■ **Your instructions**
Write out the whole listing again, exactly.

Stored items
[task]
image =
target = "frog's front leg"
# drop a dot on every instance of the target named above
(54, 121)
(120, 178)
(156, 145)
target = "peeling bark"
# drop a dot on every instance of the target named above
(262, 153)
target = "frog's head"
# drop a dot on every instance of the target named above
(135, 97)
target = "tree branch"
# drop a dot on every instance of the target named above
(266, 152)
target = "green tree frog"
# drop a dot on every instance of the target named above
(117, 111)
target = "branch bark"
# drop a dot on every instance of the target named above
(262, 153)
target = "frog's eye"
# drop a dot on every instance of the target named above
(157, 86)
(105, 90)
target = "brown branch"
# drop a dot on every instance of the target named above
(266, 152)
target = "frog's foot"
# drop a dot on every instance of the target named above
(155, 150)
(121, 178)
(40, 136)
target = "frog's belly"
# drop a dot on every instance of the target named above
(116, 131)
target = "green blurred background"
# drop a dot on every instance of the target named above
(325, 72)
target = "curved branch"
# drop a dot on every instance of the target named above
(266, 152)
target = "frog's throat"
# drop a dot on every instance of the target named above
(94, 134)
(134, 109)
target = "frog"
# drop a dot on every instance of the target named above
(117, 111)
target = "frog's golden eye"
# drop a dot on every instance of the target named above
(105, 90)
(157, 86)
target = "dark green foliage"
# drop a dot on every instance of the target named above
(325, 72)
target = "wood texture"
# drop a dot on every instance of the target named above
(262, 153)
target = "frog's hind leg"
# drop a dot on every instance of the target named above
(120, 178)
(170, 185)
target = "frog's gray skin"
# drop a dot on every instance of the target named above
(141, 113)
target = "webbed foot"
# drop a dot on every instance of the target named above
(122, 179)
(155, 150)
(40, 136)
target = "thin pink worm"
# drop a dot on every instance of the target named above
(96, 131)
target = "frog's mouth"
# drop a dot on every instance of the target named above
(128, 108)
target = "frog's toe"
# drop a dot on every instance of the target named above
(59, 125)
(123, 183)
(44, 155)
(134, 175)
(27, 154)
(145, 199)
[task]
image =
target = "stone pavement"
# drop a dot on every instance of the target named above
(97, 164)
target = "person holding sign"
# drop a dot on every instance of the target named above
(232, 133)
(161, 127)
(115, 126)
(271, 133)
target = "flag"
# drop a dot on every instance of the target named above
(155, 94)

■ **Completed task**
[task]
image =
target = "frog's front leg"
# drop a dot on every instance of the target named above
(54, 121)
(120, 178)
(156, 145)
target = "peeling bark"
# drop a dot on every instance of the target named above
(262, 153)
target = "frog's head"
# drop a dot on every instance of the target named above
(135, 97)
target = "tree branch"
# drop a dot on every instance of the target named above
(266, 152)
target = "green tree frog"
# drop a dot on every instance of the target named above
(117, 111)
target = "branch bark"
# drop a dot on every instance of the target named above
(262, 153)
target = "frog's eye"
# drop a dot on every instance of the target named above
(157, 86)
(105, 90)
target = "brown branch"
# drop a dot on every instance of the target named above
(266, 152)
target = "frog's foot"
# drop a dot on every instance of the target named above
(155, 150)
(121, 178)
(40, 136)
target = "frog's belly"
# drop a dot on every instance of the target named above
(116, 131)
target = "green blurred background"
# drop a dot on every instance of the target named above
(325, 72)
target = "curved branch"
# drop a dot on every instance of the target named above
(266, 152)
target = "frog's throat"
# drop a dot on every instance of the target named above
(94, 134)
(134, 109)
target = "frog"
# drop a dot on every instance of the target named above
(117, 111)
target = "frog's golden eye"
# drop a dot on every instance of the target named above
(105, 90)
(157, 86)
target = "dark green foliage"
# drop a dot on every instance of the target named above
(325, 72)
target = "wood texture"
# drop a dot on every instance of the target named above
(262, 153)
target = "frog's hind leg"
# drop a dot on every instance of the target named above
(120, 178)
(170, 185)
target = "frog's gray skin"
# drop a dot on every instance of the target named above
(141, 113)
target = "webbed foot"
# drop a dot on every instance of the target named above
(122, 179)
(155, 150)
(40, 136)
target = "thin pink worm"
# drop a dot on every instance of the target named above
(96, 131)
target = "frog's mouth"
# drop a dot on every instance of the target named above
(128, 108)
target = "frog's toe"
# drop a dot on every instance of the target named above
(59, 125)
(123, 183)
(44, 155)
(134, 175)
(27, 154)
(145, 199)
[task]
image =
target = "stone pavement"
# drop a dot on every instance of the target named above
(97, 164)
target = "person holding sign"
# drop a dot on every instance of the target named above
(232, 133)
(161, 127)
(115, 126)
(271, 133)
target = "flag"
# drop a dot on every instance of the target named above
(155, 94)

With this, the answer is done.